• [Yazılı Problem A] Aşağıdaki kayıtlarda "spatula" sözcüğünü içeren bütün satırları topla. Büyük-küçük harf farkı dikkate alınır.

• [Sayfa Alıntısı]
^^^^^^^^

Pîrî Mehmed Paşa'nın ölümüne dair ortaya atılan bazı söylenceler, onun ölümünün ardında siyasi entrikaların ve ihanetlerin olduğunu düşündürmektedir. 1533 yılında Silivri'deki evinde hayatını kaybeden Paşa’nın ölümü, birçok kişi tarafından doğal bir yaşlanma sonucu gerçekleştiği kabul edilse de, özellikle bazı dedikodular Pîrî Mehmed Paşa’nın zehirlenerek öldüğünü iddia etmektedir.
 
Buna dair en dikkat çeken rivayetlerden biri, Paşa’nın ölümünden sonra halk arasında yayılan bir "lanet" inancıdır. Silivri halkı arasında, Pîrî Mehmed Paşa’nın oğlunun babasını zehirleyerek öldürdüğüne dair bir inanış mevcuttur. Bazı tarihçiler, Pîrî Paşa'nın oğlu Edirne Kadısı Muhyiddin Mehmed Râşid Efendi’nin babasını öldürmek üzere bir suikast planladığını öne sürse de, bu iddialar tarihsel olarak kesinleşmemiştir. Ancak rivayetler arasında, Pîrî Mehmed Paşa'nın öldürülmeden önce, kendi halkına yönelik bir beddua ettiği ve öldürülmesinin kasaba dışından gelenler tarafından yapılmasını temenni ettiği söylenir.

^^^^^^^^

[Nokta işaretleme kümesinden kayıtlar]
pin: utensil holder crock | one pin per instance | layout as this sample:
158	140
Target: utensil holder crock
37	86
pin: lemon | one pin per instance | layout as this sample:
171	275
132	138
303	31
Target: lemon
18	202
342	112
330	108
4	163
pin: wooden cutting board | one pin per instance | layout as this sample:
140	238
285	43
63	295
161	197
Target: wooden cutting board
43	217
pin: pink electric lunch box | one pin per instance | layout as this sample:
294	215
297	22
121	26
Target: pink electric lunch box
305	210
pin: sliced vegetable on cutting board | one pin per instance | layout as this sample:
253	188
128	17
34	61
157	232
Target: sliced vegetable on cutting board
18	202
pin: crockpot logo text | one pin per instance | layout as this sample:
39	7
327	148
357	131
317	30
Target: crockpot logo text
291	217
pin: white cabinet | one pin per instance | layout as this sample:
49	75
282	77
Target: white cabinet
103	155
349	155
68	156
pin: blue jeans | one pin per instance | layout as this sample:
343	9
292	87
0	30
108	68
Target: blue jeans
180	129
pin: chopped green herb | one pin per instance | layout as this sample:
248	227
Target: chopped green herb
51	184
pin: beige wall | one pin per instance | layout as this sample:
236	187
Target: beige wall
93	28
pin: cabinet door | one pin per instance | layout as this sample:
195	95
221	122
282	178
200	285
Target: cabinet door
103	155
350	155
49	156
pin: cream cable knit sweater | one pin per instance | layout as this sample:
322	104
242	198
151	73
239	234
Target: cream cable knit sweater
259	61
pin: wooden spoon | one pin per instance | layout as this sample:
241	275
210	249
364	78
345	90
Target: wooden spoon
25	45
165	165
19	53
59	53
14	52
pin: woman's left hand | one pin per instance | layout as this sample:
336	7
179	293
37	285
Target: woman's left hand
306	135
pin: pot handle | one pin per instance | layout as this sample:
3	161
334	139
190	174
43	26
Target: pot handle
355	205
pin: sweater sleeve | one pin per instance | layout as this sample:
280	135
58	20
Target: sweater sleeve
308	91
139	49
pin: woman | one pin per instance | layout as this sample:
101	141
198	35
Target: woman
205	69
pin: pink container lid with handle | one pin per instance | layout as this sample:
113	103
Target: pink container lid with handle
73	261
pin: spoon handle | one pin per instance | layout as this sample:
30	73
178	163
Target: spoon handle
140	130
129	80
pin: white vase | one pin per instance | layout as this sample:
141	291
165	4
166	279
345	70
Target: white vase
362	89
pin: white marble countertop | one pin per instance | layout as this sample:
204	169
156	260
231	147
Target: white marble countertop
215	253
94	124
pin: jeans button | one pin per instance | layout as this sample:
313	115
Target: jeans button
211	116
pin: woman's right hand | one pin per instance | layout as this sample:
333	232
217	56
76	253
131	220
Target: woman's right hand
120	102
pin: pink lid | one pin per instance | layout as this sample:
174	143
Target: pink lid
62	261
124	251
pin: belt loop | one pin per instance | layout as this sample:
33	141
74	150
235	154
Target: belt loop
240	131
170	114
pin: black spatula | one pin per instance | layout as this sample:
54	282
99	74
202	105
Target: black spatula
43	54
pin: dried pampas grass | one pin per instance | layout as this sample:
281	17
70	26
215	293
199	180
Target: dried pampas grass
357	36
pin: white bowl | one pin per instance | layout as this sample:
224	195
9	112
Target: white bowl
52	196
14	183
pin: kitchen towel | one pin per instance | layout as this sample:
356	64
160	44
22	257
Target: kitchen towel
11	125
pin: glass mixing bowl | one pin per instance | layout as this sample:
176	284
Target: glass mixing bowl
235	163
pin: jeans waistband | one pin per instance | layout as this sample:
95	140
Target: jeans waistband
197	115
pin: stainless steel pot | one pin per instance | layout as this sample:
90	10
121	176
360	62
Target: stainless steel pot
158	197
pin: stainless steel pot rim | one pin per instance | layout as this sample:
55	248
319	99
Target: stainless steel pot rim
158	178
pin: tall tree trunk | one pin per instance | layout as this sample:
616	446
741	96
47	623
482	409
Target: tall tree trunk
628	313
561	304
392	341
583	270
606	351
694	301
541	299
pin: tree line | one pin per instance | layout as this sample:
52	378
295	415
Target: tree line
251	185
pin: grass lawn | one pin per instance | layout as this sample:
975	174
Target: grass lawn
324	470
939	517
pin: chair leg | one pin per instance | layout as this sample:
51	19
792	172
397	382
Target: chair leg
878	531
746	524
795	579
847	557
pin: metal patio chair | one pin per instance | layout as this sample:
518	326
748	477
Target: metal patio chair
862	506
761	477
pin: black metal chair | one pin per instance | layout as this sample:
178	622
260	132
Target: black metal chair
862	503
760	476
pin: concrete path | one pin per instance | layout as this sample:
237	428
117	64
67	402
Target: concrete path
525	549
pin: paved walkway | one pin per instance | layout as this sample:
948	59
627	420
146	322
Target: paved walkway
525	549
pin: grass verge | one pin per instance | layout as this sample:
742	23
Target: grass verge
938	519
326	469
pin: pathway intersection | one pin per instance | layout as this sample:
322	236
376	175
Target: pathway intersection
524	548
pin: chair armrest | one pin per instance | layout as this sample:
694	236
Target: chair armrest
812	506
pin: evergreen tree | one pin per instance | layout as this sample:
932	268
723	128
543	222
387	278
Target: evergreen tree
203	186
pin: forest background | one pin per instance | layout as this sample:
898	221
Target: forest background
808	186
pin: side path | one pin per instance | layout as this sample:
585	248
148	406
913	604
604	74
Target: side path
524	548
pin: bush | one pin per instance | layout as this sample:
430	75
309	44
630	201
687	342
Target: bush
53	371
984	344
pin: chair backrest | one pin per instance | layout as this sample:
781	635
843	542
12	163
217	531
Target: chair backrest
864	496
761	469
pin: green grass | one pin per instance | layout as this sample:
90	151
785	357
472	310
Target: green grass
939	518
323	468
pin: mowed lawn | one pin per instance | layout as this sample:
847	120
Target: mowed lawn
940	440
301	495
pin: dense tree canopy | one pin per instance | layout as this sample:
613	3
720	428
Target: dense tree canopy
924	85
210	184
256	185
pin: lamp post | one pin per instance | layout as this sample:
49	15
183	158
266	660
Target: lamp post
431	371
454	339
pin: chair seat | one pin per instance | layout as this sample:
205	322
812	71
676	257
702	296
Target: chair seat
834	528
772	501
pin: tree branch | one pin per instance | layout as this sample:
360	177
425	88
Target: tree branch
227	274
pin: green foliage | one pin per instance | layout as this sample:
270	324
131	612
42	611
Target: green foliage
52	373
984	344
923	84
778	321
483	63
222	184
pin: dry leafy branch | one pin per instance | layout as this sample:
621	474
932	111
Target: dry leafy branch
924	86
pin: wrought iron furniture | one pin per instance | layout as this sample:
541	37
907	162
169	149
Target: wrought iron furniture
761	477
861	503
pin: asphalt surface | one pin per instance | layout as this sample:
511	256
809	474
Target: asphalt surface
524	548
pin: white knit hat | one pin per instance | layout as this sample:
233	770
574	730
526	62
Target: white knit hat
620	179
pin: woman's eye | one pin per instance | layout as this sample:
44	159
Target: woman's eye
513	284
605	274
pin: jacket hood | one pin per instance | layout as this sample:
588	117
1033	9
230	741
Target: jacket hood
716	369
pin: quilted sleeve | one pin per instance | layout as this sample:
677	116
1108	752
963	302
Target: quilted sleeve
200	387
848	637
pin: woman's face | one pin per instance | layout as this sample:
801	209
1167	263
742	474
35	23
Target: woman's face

^^^^^^^^

• [Yazılı Problem B] Yukarıdaki Pîrî Mehmed Paşa'nın ölümüne dair metinden bir bölümü olduğu gibi aktar: "Pîrî Mehmed Paşa'nın ölümüne" sözlerinin bulunduğu yerden başla, "öldüğünü iddia etmektedir." sözlerinden sonra dur.

• [Tam Çözüm A]
pin: black spatula | one pin per instance | layout as this sample:
Target: black spatula

• [Tam Çözüm B]
Pîrî Mehmed Paşa'nın ölümüne dair ortaya atılan bazı söylenceler, onun ölümünün ardında siyasi entrikaların ve ihanetlerin olduğunu düşündürmektedir. 1533 yılında Silivri'deki evinde hayatını kaybeden Paşa’nın ölümü, birçok kişi tarafından doğal bir yaşlanma sonucu gerçekleştiği kabul edilse de, özellikle bazı dedikodular Pîrî Mehmed Paşa’nın zehirlenerek öldüğünü iddia etmektedir.